┌────────

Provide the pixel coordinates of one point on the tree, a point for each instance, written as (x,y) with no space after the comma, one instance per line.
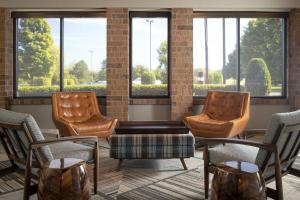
(263,39)
(80,71)
(163,54)
(215,77)
(138,71)
(258,78)
(37,56)
(101,76)
(148,77)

└────────

Task to carry out: Without the pictures, output the full listing exactly as it stands.

Output for this task:
Provide the pixel coordinates of one point on the tree, a point for each instance, written as (x,y) with no space after the comma, one instance per line.
(263,39)
(80,71)
(163,54)
(215,77)
(138,71)
(258,78)
(37,56)
(101,76)
(148,77)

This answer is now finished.